───── Provided data ─────

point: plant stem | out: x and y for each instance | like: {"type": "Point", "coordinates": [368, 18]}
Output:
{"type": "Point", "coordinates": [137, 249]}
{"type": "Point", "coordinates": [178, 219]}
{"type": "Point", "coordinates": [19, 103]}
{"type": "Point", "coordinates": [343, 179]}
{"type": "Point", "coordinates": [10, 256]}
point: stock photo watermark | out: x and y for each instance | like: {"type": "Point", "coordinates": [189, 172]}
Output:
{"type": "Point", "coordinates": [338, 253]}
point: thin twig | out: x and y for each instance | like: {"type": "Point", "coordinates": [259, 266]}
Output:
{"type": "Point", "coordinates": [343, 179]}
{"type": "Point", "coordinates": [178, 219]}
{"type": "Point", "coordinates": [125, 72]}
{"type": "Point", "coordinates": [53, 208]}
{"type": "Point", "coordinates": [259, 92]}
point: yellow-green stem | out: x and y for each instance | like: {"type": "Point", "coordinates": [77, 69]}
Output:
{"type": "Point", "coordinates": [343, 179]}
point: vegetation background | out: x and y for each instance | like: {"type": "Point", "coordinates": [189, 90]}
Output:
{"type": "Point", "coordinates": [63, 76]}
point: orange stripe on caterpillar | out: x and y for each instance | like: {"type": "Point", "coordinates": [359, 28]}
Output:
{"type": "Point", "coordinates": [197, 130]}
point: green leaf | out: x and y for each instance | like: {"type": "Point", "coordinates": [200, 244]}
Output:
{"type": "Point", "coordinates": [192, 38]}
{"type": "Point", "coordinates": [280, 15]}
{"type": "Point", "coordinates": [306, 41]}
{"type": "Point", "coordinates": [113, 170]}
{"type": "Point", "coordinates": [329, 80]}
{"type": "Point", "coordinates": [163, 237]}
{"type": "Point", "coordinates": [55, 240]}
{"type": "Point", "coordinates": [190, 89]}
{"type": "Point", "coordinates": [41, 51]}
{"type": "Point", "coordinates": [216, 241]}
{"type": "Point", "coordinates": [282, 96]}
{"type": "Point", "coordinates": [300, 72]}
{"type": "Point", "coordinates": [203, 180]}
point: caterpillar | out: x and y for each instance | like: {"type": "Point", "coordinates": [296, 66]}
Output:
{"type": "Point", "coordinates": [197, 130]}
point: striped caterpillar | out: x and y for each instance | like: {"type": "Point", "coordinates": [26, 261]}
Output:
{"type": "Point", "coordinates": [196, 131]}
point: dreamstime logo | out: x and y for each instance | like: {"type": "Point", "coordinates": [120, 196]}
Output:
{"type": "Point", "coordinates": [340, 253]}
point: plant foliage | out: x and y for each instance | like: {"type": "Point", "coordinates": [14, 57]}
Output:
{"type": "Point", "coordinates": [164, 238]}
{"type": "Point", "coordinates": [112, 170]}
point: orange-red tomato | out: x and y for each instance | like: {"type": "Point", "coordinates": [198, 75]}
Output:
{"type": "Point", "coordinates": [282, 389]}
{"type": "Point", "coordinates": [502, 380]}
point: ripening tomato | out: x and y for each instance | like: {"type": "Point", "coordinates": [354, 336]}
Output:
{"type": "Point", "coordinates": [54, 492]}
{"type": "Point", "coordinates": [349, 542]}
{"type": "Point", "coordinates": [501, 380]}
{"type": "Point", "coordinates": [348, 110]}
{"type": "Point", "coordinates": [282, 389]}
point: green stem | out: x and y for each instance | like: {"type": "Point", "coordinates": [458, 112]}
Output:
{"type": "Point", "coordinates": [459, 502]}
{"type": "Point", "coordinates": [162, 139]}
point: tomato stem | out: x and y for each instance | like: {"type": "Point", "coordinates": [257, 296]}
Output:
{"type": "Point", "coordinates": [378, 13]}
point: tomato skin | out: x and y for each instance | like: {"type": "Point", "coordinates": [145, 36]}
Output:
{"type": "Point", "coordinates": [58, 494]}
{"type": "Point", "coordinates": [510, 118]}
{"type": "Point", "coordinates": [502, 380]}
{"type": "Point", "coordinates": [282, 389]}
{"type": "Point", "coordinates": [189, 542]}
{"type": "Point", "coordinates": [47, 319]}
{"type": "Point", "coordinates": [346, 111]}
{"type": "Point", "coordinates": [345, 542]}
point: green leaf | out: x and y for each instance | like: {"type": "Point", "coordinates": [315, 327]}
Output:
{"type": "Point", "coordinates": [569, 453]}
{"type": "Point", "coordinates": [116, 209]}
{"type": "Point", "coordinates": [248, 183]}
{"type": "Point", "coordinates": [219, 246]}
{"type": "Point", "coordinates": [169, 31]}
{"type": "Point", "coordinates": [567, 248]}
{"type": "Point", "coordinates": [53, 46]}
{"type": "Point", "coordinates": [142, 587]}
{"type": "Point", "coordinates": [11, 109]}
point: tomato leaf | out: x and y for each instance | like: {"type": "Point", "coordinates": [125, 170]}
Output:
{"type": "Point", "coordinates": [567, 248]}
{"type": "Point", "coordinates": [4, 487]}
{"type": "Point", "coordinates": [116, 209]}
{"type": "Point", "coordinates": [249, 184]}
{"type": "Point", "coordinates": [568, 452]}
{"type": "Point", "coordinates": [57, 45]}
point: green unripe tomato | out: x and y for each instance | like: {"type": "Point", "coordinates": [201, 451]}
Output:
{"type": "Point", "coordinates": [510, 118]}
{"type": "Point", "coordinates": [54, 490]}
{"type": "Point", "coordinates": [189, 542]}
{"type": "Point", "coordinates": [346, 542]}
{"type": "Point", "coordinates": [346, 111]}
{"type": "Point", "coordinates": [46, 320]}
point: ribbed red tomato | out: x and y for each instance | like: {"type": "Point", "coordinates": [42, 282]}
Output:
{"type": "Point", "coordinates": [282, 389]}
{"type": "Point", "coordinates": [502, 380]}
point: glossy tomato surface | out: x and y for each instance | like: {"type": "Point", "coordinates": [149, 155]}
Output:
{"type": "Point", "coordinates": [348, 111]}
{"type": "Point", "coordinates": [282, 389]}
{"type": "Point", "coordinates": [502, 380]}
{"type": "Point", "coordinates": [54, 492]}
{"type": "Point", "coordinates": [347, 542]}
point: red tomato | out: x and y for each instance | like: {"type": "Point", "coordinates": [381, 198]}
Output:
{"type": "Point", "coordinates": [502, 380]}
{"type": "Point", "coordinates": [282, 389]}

─────

◆ **Aim of the task**:
Look over the entries above and count the lines where the word "stem" appears, then report only that count.

◆ **Response to this task**:
4